DIRECTION
Copy exactly, and only, the lines from the line containing "If you could pick out the upper front" through the last line of the records below, both included, and leave out any pictures.

DATA SUPPLIED
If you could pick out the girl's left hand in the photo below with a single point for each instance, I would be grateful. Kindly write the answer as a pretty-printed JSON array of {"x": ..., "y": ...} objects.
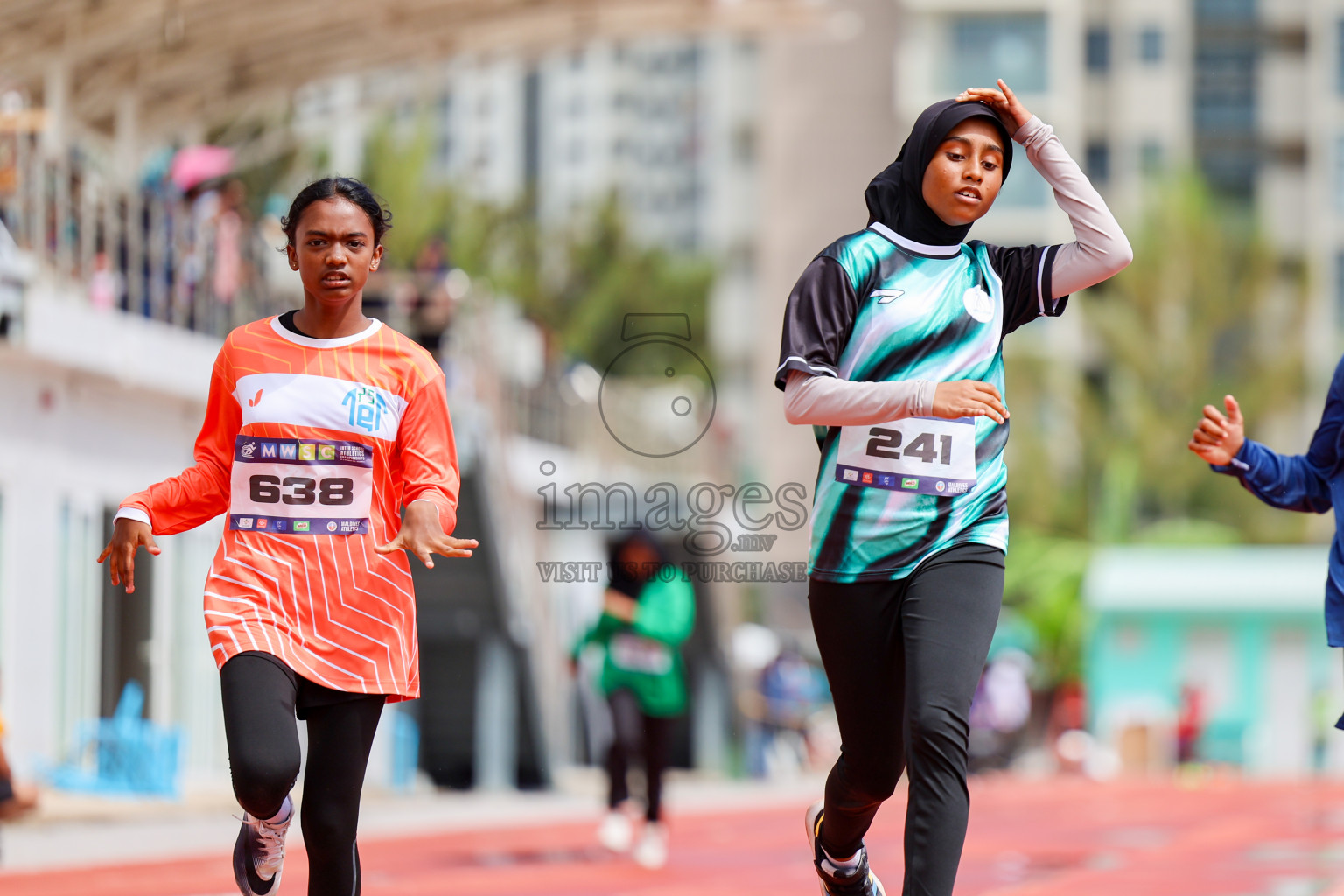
[
  {"x": 619, "y": 605},
  {"x": 1004, "y": 101},
  {"x": 424, "y": 536}
]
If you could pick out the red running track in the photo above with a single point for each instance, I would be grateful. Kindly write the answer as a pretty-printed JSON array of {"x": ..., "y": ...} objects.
[{"x": 1055, "y": 837}]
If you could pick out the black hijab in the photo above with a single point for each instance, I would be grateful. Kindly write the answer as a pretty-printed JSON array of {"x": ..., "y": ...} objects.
[
  {"x": 629, "y": 579},
  {"x": 895, "y": 196}
]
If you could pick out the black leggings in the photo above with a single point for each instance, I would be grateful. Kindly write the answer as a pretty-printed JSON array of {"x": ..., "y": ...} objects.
[
  {"x": 261, "y": 697},
  {"x": 903, "y": 660},
  {"x": 636, "y": 732}
]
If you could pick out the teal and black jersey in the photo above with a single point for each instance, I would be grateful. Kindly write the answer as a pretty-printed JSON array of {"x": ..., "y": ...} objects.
[{"x": 875, "y": 306}]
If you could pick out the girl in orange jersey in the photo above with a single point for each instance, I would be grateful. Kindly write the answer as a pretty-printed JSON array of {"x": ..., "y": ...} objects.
[{"x": 321, "y": 426}]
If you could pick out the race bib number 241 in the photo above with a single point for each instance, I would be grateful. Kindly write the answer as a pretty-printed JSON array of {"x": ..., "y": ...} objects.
[{"x": 920, "y": 454}]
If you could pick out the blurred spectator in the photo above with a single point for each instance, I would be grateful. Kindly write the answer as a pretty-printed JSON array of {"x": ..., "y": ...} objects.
[
  {"x": 1190, "y": 724},
  {"x": 648, "y": 612},
  {"x": 789, "y": 690},
  {"x": 105, "y": 285},
  {"x": 1000, "y": 710},
  {"x": 15, "y": 800},
  {"x": 431, "y": 306},
  {"x": 1068, "y": 719},
  {"x": 228, "y": 241}
]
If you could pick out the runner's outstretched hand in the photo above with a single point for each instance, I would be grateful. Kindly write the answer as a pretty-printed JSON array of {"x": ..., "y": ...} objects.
[
  {"x": 1218, "y": 437},
  {"x": 424, "y": 536},
  {"x": 970, "y": 398},
  {"x": 1004, "y": 101},
  {"x": 127, "y": 537}
]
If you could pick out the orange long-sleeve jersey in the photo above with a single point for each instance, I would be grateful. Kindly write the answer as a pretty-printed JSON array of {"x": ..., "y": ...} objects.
[{"x": 312, "y": 448}]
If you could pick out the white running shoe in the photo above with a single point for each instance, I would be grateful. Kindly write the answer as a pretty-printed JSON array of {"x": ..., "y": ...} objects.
[
  {"x": 616, "y": 832},
  {"x": 652, "y": 850},
  {"x": 260, "y": 853}
]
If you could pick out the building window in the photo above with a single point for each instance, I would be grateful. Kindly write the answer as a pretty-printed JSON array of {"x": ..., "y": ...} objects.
[
  {"x": 1012, "y": 47},
  {"x": 1339, "y": 289},
  {"x": 1025, "y": 188},
  {"x": 1098, "y": 161},
  {"x": 1339, "y": 57},
  {"x": 1098, "y": 50},
  {"x": 1151, "y": 45},
  {"x": 1339, "y": 175},
  {"x": 1151, "y": 158}
]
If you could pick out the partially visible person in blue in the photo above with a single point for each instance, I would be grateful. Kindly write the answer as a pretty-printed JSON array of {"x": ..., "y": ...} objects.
[{"x": 1311, "y": 482}]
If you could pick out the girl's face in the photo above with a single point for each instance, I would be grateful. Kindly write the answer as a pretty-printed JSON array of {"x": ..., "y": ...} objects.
[
  {"x": 964, "y": 178},
  {"x": 333, "y": 250}
]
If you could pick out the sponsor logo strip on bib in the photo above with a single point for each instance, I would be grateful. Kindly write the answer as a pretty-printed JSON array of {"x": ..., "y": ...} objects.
[{"x": 301, "y": 486}]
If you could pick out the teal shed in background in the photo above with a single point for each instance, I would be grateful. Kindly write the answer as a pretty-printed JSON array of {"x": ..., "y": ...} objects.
[{"x": 1241, "y": 625}]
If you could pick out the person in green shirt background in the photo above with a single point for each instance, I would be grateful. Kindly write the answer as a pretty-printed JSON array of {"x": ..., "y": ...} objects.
[{"x": 648, "y": 610}]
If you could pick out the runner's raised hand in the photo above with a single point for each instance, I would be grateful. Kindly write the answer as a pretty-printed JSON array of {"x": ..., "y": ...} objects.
[
  {"x": 1219, "y": 437},
  {"x": 1004, "y": 101},
  {"x": 127, "y": 537},
  {"x": 424, "y": 536},
  {"x": 970, "y": 398}
]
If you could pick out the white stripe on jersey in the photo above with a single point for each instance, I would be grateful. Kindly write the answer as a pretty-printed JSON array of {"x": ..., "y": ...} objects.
[{"x": 324, "y": 402}]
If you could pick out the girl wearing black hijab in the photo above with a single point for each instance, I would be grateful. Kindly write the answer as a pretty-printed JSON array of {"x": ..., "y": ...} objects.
[{"x": 892, "y": 349}]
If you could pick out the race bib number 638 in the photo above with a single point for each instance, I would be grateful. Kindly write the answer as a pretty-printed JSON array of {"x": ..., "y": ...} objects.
[
  {"x": 920, "y": 454},
  {"x": 298, "y": 486}
]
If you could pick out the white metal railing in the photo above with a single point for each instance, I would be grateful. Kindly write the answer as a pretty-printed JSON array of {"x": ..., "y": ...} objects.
[{"x": 145, "y": 248}]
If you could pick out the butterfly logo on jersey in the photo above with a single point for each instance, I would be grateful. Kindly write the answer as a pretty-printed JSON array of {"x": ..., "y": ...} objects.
[
  {"x": 366, "y": 407},
  {"x": 978, "y": 304}
]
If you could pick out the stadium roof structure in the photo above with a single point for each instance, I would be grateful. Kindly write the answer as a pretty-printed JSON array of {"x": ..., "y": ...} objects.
[{"x": 205, "y": 58}]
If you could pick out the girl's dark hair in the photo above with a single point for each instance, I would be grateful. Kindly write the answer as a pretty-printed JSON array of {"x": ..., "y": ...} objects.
[{"x": 346, "y": 188}]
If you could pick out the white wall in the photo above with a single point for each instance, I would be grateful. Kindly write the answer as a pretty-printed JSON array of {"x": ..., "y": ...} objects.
[{"x": 74, "y": 442}]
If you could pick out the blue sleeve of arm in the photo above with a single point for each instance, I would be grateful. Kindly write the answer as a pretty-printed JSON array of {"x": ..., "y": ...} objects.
[
  {"x": 1289, "y": 482},
  {"x": 1298, "y": 481}
]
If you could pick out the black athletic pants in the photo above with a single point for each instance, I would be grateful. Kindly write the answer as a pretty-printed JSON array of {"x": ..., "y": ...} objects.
[
  {"x": 634, "y": 734},
  {"x": 262, "y": 696},
  {"x": 903, "y": 660}
]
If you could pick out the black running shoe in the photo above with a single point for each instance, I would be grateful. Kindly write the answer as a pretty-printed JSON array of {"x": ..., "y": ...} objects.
[
  {"x": 860, "y": 883},
  {"x": 260, "y": 853}
]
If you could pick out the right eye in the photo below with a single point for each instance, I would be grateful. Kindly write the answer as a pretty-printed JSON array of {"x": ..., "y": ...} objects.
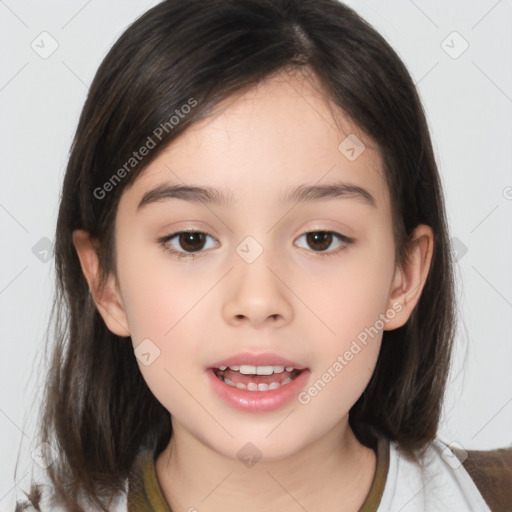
[{"x": 190, "y": 241}]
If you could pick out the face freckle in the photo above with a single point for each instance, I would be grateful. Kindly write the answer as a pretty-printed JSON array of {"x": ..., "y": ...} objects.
[{"x": 258, "y": 286}]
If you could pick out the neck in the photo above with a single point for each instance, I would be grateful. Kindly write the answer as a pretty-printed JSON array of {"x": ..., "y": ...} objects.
[{"x": 334, "y": 473}]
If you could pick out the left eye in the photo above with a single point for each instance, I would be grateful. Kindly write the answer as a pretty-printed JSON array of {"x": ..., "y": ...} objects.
[{"x": 323, "y": 239}]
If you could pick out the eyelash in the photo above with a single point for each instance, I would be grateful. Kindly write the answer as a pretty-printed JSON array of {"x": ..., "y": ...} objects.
[{"x": 346, "y": 241}]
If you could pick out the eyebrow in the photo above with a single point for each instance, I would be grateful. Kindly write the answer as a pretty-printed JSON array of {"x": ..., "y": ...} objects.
[{"x": 223, "y": 197}]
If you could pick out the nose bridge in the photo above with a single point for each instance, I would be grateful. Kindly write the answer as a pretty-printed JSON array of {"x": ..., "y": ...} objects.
[{"x": 254, "y": 291}]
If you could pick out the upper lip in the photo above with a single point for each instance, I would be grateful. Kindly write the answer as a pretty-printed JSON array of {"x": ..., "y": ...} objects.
[{"x": 260, "y": 359}]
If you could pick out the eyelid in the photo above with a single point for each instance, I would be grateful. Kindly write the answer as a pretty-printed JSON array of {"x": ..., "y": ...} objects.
[{"x": 164, "y": 241}]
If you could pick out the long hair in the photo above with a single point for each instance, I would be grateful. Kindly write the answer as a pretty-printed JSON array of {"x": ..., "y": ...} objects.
[{"x": 97, "y": 410}]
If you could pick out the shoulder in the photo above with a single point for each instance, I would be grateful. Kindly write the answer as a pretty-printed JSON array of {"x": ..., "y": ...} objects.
[
  {"x": 447, "y": 477},
  {"x": 491, "y": 471},
  {"x": 40, "y": 497}
]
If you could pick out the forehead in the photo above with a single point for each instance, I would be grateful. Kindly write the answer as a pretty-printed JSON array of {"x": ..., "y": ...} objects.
[{"x": 274, "y": 136}]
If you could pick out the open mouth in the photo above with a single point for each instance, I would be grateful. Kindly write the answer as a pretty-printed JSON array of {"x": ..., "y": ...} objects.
[{"x": 256, "y": 378}]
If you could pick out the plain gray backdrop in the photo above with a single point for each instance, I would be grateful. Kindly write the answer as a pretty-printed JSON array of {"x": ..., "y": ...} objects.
[{"x": 460, "y": 56}]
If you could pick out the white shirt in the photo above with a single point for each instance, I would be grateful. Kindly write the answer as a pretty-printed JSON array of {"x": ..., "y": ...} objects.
[{"x": 441, "y": 485}]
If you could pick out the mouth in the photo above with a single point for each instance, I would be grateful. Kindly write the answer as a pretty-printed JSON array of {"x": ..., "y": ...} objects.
[{"x": 256, "y": 378}]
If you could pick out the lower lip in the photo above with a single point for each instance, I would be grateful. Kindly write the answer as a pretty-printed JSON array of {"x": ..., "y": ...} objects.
[{"x": 258, "y": 401}]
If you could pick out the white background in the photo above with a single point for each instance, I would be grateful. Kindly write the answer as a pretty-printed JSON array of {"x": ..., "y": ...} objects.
[{"x": 468, "y": 101}]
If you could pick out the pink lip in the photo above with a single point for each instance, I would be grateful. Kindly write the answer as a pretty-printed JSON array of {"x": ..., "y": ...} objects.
[
  {"x": 258, "y": 401},
  {"x": 262, "y": 359}
]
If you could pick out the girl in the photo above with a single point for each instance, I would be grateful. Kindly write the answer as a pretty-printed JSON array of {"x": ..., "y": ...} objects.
[{"x": 255, "y": 304}]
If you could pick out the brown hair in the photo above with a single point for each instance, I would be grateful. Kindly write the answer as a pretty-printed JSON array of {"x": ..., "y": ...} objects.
[{"x": 98, "y": 411}]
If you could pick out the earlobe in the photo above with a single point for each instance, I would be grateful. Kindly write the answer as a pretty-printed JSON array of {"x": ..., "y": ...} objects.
[
  {"x": 107, "y": 298},
  {"x": 408, "y": 282}
]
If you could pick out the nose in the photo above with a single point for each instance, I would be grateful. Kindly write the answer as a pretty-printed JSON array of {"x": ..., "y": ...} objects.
[{"x": 257, "y": 294}]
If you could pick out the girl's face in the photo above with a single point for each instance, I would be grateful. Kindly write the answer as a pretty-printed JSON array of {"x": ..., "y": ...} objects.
[{"x": 258, "y": 282}]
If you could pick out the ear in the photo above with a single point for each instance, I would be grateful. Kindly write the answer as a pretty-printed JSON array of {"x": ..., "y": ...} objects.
[
  {"x": 408, "y": 282},
  {"x": 107, "y": 299}
]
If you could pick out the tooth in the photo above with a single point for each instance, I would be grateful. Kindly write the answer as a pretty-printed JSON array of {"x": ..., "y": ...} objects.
[{"x": 264, "y": 370}]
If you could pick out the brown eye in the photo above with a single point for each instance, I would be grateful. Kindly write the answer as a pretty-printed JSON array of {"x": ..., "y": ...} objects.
[
  {"x": 185, "y": 243},
  {"x": 191, "y": 241},
  {"x": 319, "y": 241}
]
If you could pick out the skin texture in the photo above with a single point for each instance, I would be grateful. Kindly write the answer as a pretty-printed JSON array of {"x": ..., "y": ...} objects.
[{"x": 293, "y": 299}]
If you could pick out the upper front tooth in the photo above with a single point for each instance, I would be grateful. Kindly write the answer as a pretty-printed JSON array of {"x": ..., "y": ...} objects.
[
  {"x": 258, "y": 370},
  {"x": 246, "y": 369}
]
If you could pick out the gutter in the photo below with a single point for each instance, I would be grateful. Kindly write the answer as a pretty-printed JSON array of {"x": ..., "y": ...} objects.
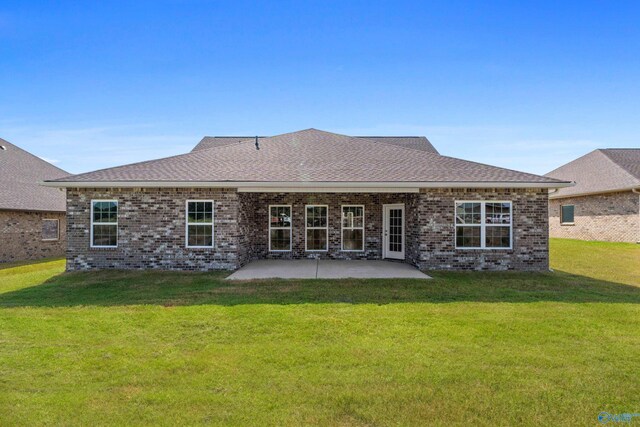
[
  {"x": 282, "y": 185},
  {"x": 637, "y": 191}
]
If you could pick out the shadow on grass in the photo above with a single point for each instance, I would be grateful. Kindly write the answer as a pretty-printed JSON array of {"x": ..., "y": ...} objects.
[
  {"x": 26, "y": 263},
  {"x": 116, "y": 288}
]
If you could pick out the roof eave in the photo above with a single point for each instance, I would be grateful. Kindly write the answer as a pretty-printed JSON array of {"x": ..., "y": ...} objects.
[
  {"x": 593, "y": 193},
  {"x": 314, "y": 184}
]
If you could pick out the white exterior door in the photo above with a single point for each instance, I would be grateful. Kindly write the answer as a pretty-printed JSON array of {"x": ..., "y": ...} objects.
[{"x": 393, "y": 231}]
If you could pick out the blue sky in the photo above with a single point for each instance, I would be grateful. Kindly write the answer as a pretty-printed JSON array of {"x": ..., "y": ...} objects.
[{"x": 522, "y": 85}]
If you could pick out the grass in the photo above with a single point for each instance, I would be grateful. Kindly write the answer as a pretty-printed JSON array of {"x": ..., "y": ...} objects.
[{"x": 188, "y": 348}]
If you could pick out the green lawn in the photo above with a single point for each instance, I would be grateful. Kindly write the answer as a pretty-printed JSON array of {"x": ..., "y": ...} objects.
[{"x": 166, "y": 348}]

TASK SOLUTION
If you could pick out the upper front tooth in the photo above with a single point for each instance, I would be grateful. Kindly write the answer as a pretty-printed JSON array of {"x": ..., "y": ...} objects.
[
  {"x": 258, "y": 370},
  {"x": 246, "y": 369}
]
If you could pick out the gutter in the photo below with a single point for each instance, I would be grateful. Kindly write the answer as a pretty-printed JSON array of {"x": ..., "y": ...} objects.
[
  {"x": 282, "y": 185},
  {"x": 637, "y": 191}
]
If you could pick out the shadow on grass in the photo above with a single point for each instance, I would be grateful. Kindly write the answer as a pretty-printed JSON array of {"x": ..., "y": ...} objects.
[
  {"x": 26, "y": 263},
  {"x": 116, "y": 288}
]
If you could pick out the roof eave in the photo above with a single point for each instance, I would be grateful. Kindly write the answer as a pretty-printed JSON array of {"x": ..., "y": ...} objects.
[
  {"x": 593, "y": 193},
  {"x": 314, "y": 184}
]
If you could pick out the white exterior door in the photo above with a single point for each instance, I would be grateful. Kindly write the answer as a pretty-printed JSON array of {"x": ..., "y": ...} objects.
[{"x": 393, "y": 231}]
If you could pick out the blue sky in the photo above with a single point for each instance, I would be grateful. Kindly write the answer as a pretty-printed JSON array of {"x": ..., "y": ...} objects.
[{"x": 522, "y": 85}]
If you could pick out the grass in the photo above with a single point for each instance, I would be grateful. Kindly write the answer as a pretty-printed JSON array of {"x": ..., "y": ...} objects.
[{"x": 188, "y": 348}]
If you could pick out the green lawn in the photo above with a single point for each instance, I would be grateful. Kindly write the answer as a pretty-printed JSON array of {"x": ..., "y": ...} objects.
[{"x": 166, "y": 348}]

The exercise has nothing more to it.